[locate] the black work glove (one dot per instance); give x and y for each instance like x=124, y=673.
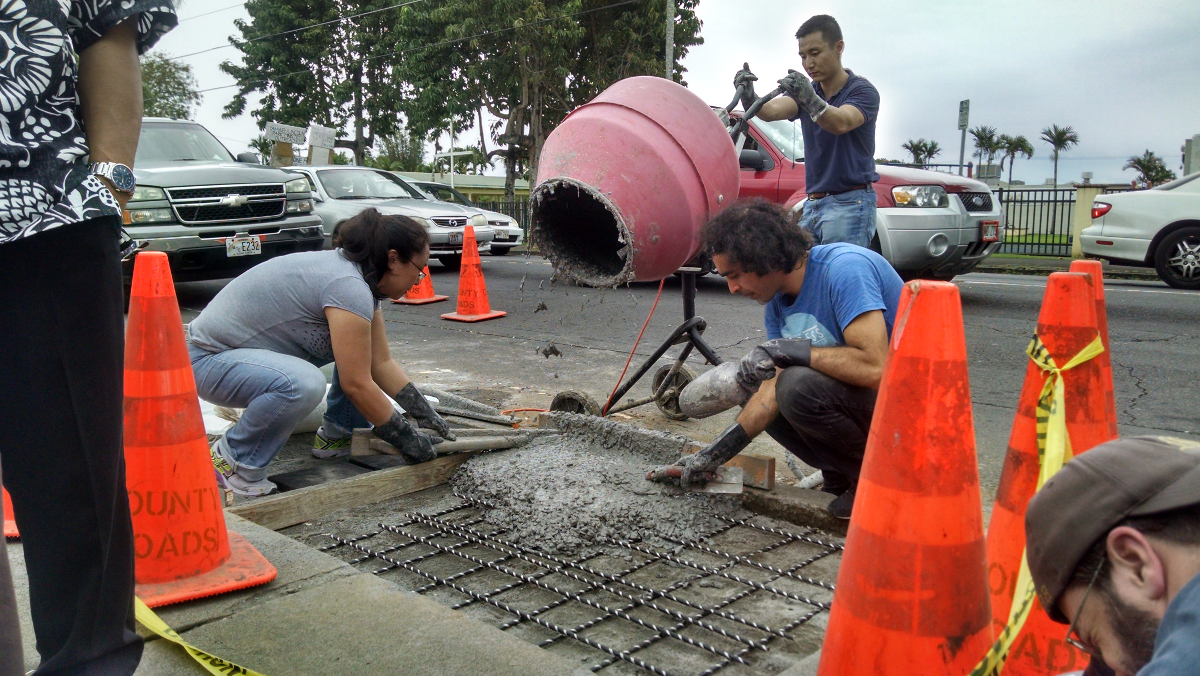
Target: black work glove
x=413, y=446
x=760, y=364
x=701, y=467
x=799, y=88
x=745, y=79
x=417, y=406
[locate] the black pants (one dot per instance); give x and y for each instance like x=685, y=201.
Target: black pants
x=825, y=423
x=61, y=353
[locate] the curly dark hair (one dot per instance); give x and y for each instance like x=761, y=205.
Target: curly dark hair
x=367, y=237
x=756, y=235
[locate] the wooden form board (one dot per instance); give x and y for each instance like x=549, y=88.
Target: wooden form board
x=303, y=504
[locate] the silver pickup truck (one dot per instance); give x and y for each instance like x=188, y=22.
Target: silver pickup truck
x=214, y=215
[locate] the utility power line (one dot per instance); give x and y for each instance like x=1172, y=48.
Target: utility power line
x=443, y=43
x=213, y=12
x=337, y=21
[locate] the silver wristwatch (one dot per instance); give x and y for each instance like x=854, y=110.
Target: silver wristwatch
x=120, y=175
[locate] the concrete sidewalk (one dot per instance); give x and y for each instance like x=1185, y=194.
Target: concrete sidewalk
x=321, y=616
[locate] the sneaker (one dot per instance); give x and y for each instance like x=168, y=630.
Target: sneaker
x=843, y=504
x=231, y=480
x=324, y=447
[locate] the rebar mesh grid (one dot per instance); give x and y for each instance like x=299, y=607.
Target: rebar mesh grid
x=694, y=609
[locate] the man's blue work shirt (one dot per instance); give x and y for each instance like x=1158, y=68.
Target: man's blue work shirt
x=841, y=282
x=833, y=162
x=1177, y=644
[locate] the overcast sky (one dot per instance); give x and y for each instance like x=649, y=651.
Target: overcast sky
x=1125, y=75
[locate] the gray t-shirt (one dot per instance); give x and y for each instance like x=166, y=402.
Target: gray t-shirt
x=280, y=305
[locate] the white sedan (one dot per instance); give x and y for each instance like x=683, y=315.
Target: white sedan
x=1153, y=228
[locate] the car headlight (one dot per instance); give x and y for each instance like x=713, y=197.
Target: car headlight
x=142, y=216
x=919, y=196
x=298, y=185
x=147, y=193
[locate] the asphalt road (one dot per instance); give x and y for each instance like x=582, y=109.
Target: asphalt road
x=1155, y=333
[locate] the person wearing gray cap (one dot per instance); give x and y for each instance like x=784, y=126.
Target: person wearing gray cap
x=1113, y=543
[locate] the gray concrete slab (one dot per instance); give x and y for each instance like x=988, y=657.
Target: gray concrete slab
x=319, y=616
x=360, y=624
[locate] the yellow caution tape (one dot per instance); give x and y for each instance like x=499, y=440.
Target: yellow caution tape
x=1054, y=450
x=213, y=663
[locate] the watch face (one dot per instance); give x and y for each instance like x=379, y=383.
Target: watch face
x=123, y=178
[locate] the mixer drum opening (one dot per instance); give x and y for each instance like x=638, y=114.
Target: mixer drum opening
x=581, y=233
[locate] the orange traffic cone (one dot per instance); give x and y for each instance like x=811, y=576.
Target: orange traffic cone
x=1066, y=325
x=1096, y=270
x=912, y=591
x=180, y=543
x=423, y=292
x=10, y=524
x=473, y=304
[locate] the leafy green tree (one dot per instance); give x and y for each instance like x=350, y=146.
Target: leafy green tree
x=168, y=88
x=400, y=153
x=1060, y=139
x=1151, y=169
x=526, y=63
x=1011, y=147
x=310, y=67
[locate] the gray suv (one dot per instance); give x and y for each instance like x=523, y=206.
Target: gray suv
x=214, y=215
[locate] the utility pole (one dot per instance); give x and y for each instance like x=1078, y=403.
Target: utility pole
x=670, y=46
x=964, y=113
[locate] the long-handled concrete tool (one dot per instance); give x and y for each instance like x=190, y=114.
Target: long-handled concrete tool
x=725, y=479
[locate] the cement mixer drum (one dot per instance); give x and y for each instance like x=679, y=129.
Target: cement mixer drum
x=628, y=180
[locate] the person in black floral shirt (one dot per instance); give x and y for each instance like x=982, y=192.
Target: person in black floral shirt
x=70, y=118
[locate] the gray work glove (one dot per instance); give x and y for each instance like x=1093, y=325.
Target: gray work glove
x=400, y=432
x=799, y=88
x=417, y=406
x=761, y=363
x=745, y=79
x=701, y=467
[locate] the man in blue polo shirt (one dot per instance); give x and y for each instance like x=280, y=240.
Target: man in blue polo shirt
x=837, y=112
x=829, y=311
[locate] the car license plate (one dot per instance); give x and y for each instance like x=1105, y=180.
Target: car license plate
x=244, y=246
x=990, y=231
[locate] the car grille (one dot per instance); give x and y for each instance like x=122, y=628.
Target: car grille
x=220, y=191
x=976, y=201
x=202, y=205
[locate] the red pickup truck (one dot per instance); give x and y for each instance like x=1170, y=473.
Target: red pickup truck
x=929, y=225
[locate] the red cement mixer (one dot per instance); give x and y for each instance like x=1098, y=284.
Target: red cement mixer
x=627, y=181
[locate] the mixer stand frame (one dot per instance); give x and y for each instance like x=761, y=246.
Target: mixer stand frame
x=689, y=333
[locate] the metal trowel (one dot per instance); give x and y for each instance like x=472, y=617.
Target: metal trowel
x=725, y=479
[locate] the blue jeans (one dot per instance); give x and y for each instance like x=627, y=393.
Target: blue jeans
x=276, y=390
x=846, y=216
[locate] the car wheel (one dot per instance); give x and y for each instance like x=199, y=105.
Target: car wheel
x=1177, y=258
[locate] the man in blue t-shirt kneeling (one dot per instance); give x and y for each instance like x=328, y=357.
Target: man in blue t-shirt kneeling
x=829, y=311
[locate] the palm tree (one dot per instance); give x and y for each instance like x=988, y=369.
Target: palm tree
x=984, y=138
x=1012, y=147
x=1151, y=169
x=1060, y=138
x=933, y=149
x=917, y=149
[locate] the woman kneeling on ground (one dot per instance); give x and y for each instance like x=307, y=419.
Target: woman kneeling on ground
x=259, y=345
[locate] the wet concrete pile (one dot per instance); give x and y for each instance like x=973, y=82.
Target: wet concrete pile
x=577, y=492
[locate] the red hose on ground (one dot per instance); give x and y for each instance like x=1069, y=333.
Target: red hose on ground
x=616, y=387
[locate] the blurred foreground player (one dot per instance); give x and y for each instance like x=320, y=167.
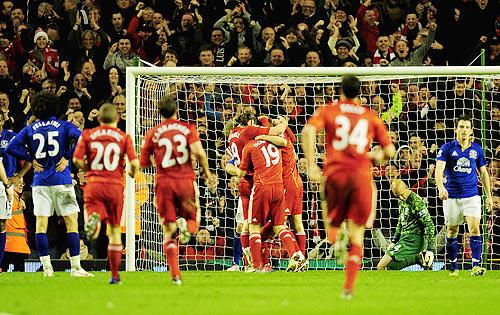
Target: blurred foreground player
x=49, y=143
x=101, y=153
x=171, y=143
x=350, y=130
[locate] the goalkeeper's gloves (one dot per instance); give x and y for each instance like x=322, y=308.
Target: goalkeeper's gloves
x=428, y=259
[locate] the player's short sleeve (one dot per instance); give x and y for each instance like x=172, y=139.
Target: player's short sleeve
x=245, y=159
x=318, y=119
x=193, y=135
x=81, y=147
x=381, y=132
x=147, y=149
x=129, y=148
x=442, y=153
x=481, y=159
x=254, y=131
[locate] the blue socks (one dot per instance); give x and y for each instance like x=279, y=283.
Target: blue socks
x=476, y=247
x=3, y=239
x=73, y=244
x=452, y=249
x=237, y=250
x=42, y=244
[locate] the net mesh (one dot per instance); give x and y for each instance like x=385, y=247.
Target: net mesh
x=419, y=111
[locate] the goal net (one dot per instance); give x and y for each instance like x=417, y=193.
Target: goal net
x=419, y=106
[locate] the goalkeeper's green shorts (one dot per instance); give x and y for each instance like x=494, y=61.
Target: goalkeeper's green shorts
x=408, y=245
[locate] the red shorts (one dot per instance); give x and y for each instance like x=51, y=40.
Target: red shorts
x=106, y=199
x=245, y=189
x=177, y=197
x=348, y=196
x=294, y=193
x=267, y=203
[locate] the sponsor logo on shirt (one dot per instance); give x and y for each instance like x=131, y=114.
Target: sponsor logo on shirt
x=463, y=166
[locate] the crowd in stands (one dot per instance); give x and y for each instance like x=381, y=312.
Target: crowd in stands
x=79, y=49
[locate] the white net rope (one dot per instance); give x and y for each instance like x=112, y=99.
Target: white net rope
x=419, y=111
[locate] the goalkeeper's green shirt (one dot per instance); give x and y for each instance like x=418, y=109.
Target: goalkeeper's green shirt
x=414, y=218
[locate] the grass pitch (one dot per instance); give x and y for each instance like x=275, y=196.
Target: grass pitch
x=313, y=292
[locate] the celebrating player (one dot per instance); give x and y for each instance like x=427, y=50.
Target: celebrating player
x=48, y=144
x=171, y=143
x=414, y=233
x=105, y=148
x=267, y=199
x=459, y=161
x=350, y=129
x=239, y=136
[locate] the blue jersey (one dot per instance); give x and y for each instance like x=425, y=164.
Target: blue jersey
x=46, y=142
x=9, y=161
x=460, y=172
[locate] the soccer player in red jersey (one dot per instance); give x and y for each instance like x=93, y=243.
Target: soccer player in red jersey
x=101, y=152
x=246, y=131
x=350, y=130
x=171, y=143
x=266, y=199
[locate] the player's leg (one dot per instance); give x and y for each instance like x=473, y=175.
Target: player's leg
x=356, y=234
x=114, y=251
x=472, y=213
x=453, y=217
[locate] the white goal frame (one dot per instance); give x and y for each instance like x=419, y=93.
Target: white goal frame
x=131, y=101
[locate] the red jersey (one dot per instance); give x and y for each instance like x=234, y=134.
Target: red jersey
x=350, y=130
x=170, y=142
x=264, y=159
x=105, y=148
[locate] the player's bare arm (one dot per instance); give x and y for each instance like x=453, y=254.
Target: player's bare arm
x=309, y=147
x=440, y=166
x=485, y=180
x=276, y=140
x=279, y=126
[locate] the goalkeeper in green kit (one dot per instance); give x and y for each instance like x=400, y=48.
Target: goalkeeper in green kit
x=414, y=238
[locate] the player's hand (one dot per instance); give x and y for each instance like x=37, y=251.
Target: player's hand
x=428, y=259
x=61, y=165
x=443, y=193
x=37, y=167
x=489, y=204
x=314, y=174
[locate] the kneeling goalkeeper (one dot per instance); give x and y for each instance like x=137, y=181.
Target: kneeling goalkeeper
x=412, y=243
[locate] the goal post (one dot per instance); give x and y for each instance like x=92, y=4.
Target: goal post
x=428, y=98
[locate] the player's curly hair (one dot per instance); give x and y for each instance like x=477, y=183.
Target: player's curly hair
x=350, y=86
x=245, y=117
x=45, y=105
x=167, y=106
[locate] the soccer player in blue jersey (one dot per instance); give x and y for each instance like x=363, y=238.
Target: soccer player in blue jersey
x=459, y=161
x=48, y=143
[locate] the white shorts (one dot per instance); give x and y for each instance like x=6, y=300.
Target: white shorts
x=239, y=212
x=60, y=198
x=5, y=204
x=455, y=209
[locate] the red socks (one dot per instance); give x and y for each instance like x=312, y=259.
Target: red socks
x=301, y=241
x=288, y=241
x=115, y=258
x=172, y=254
x=255, y=249
x=352, y=266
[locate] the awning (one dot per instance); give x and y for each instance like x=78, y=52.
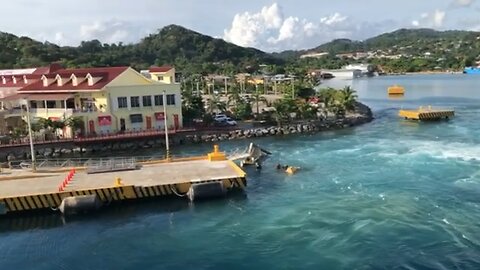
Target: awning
x=49, y=96
x=105, y=120
x=159, y=116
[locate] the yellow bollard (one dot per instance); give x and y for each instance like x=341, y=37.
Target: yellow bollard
x=118, y=182
x=216, y=155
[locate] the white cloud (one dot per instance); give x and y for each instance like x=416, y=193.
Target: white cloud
x=435, y=19
x=112, y=31
x=463, y=3
x=270, y=30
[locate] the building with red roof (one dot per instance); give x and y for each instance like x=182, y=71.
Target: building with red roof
x=106, y=99
x=163, y=74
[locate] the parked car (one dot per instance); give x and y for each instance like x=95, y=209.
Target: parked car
x=231, y=122
x=220, y=117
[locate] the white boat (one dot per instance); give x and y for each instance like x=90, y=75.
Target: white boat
x=346, y=74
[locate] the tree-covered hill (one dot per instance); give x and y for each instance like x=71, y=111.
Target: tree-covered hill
x=173, y=45
x=192, y=52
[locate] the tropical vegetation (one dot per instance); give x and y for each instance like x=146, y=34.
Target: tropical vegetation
x=195, y=54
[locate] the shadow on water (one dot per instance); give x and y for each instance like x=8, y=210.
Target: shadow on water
x=117, y=211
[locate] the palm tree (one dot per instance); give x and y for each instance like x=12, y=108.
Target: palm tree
x=45, y=123
x=234, y=96
x=257, y=98
x=215, y=104
x=76, y=123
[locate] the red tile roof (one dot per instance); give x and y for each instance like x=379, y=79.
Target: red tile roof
x=106, y=75
x=31, y=76
x=160, y=69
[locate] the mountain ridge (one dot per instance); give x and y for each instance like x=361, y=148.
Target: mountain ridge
x=194, y=52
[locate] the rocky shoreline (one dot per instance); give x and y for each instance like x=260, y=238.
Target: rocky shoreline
x=361, y=115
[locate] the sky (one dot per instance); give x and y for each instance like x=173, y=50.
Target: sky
x=264, y=24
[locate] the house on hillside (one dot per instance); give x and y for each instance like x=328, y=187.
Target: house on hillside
x=11, y=80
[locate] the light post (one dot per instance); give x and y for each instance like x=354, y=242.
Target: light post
x=29, y=126
x=167, y=144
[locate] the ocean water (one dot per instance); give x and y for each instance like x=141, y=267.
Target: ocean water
x=391, y=194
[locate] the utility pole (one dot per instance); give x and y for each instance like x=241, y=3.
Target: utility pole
x=293, y=88
x=29, y=126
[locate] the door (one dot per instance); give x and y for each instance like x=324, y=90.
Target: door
x=122, y=124
x=149, y=122
x=91, y=127
x=175, y=121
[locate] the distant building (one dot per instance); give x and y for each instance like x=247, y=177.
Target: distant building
x=11, y=80
x=313, y=55
x=108, y=100
x=163, y=74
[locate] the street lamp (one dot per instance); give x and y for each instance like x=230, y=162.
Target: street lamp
x=167, y=145
x=29, y=126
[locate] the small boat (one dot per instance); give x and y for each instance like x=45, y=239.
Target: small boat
x=291, y=170
x=255, y=155
x=472, y=70
x=396, y=90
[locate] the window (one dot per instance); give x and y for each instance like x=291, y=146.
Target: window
x=136, y=118
x=159, y=100
x=170, y=99
x=134, y=102
x=122, y=102
x=51, y=103
x=147, y=101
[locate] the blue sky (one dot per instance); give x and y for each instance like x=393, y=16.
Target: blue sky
x=264, y=24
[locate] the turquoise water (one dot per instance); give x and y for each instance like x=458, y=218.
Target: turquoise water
x=387, y=195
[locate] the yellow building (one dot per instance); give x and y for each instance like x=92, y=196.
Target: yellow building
x=108, y=100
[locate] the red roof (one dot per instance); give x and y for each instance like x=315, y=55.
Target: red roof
x=160, y=69
x=104, y=74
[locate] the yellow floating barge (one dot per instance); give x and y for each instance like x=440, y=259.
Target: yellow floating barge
x=209, y=176
x=426, y=114
x=396, y=90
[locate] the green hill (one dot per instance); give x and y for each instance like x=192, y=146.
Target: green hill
x=406, y=50
x=192, y=52
x=174, y=45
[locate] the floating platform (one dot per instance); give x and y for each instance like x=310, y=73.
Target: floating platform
x=187, y=178
x=426, y=114
x=396, y=90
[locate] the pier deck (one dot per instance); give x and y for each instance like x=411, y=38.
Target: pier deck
x=427, y=114
x=39, y=191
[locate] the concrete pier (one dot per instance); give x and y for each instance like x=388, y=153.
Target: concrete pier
x=22, y=191
x=427, y=113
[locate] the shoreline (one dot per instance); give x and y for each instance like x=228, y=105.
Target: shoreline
x=361, y=115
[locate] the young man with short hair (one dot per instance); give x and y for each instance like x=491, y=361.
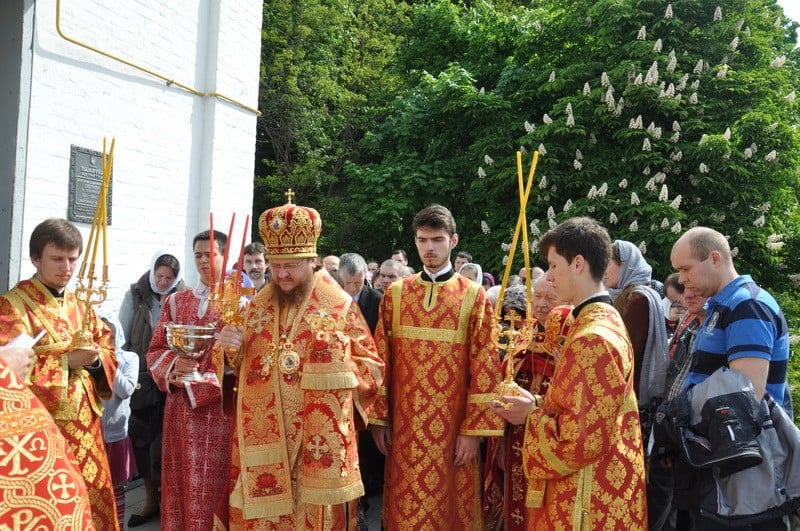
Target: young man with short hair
x=68, y=381
x=434, y=334
x=255, y=264
x=582, y=451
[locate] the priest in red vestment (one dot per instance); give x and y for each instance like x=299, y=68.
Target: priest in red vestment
x=41, y=486
x=68, y=381
x=308, y=373
x=196, y=441
x=505, y=484
x=582, y=451
x=434, y=334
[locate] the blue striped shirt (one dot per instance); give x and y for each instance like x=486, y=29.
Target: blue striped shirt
x=743, y=321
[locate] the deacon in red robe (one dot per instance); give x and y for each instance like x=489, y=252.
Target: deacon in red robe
x=435, y=335
x=68, y=381
x=582, y=451
x=42, y=487
x=505, y=484
x=196, y=441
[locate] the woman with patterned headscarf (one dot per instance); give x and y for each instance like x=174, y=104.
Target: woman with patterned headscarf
x=139, y=312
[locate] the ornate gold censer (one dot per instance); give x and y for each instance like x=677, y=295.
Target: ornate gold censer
x=520, y=332
x=87, y=291
x=227, y=291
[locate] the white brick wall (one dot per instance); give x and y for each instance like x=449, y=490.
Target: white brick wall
x=177, y=154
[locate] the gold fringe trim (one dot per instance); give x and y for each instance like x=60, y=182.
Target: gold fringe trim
x=483, y=398
x=482, y=433
x=340, y=380
x=321, y=496
x=535, y=496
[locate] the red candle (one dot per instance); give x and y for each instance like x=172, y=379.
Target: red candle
x=225, y=257
x=211, y=246
x=241, y=250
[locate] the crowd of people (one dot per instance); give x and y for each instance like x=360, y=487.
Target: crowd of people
x=346, y=377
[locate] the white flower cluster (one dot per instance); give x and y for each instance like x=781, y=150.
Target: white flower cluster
x=778, y=62
x=652, y=74
x=529, y=127
x=775, y=242
x=543, y=182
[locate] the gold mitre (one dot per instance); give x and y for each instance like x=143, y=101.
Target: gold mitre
x=290, y=231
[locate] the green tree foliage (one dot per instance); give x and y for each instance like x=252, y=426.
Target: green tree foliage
x=651, y=118
x=324, y=81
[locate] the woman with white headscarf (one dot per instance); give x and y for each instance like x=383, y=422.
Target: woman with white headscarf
x=628, y=281
x=472, y=271
x=139, y=312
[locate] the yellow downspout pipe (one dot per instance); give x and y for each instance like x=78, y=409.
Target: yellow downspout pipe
x=169, y=81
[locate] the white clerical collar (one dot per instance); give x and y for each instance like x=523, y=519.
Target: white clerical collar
x=434, y=276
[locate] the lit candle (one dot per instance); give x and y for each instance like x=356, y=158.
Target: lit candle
x=106, y=182
x=212, y=247
x=241, y=250
x=225, y=258
x=523, y=218
x=498, y=308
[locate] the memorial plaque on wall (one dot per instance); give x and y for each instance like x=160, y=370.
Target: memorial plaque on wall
x=85, y=180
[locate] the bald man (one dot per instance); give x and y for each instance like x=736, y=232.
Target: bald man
x=743, y=328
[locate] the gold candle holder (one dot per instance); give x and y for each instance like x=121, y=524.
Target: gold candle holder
x=520, y=332
x=87, y=292
x=512, y=340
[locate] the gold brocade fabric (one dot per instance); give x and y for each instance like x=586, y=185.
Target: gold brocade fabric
x=295, y=461
x=71, y=396
x=441, y=372
x=583, y=450
x=40, y=484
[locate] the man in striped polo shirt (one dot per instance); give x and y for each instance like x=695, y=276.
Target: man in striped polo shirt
x=744, y=327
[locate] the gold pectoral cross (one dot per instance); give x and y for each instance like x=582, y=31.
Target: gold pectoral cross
x=288, y=359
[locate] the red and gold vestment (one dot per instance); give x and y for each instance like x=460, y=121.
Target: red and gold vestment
x=295, y=457
x=40, y=484
x=196, y=441
x=583, y=448
x=441, y=373
x=72, y=396
x=505, y=490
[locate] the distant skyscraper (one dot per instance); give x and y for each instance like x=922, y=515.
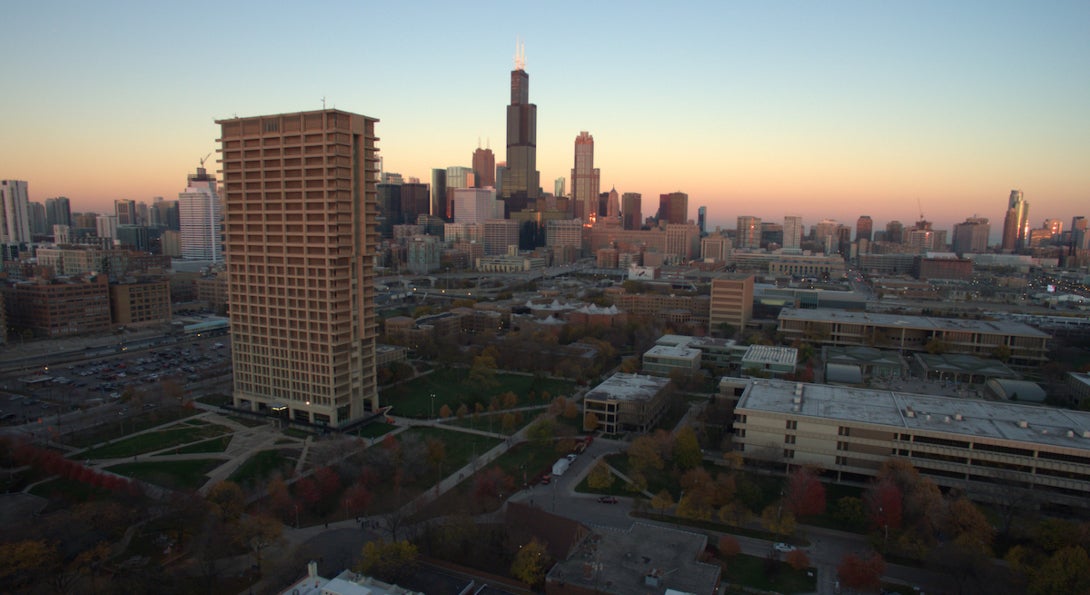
* * * * * * * * *
● Problem
In the listing, find the line containing "Target: gold brocade fabric" and repeat it and every later line through the last one, word for word, excluding the pictures.

● Answer box
Target: gold brocade fabric
x=295, y=461
x=71, y=396
x=441, y=372
x=583, y=450
x=40, y=484
[locate] the man in striped polo shirt (one dot per instance); give x and y for each instance like x=695, y=276.
Target: man in striped polo shirt
x=744, y=327
[locate] the gold pectoral cross (one dot per instance); give x and y for each instance like x=582, y=31.
Target: gold pectoral cross
x=288, y=359
[locate] the red and gold vestment (one dot per instance); give x and y for each instance like x=460, y=121.
Target: red and gold vestment
x=295, y=457
x=40, y=484
x=196, y=441
x=583, y=448
x=441, y=373
x=72, y=396
x=505, y=490
[locate] the distant skyscraper (one dot per instance); give x and y for each instance like x=922, y=515.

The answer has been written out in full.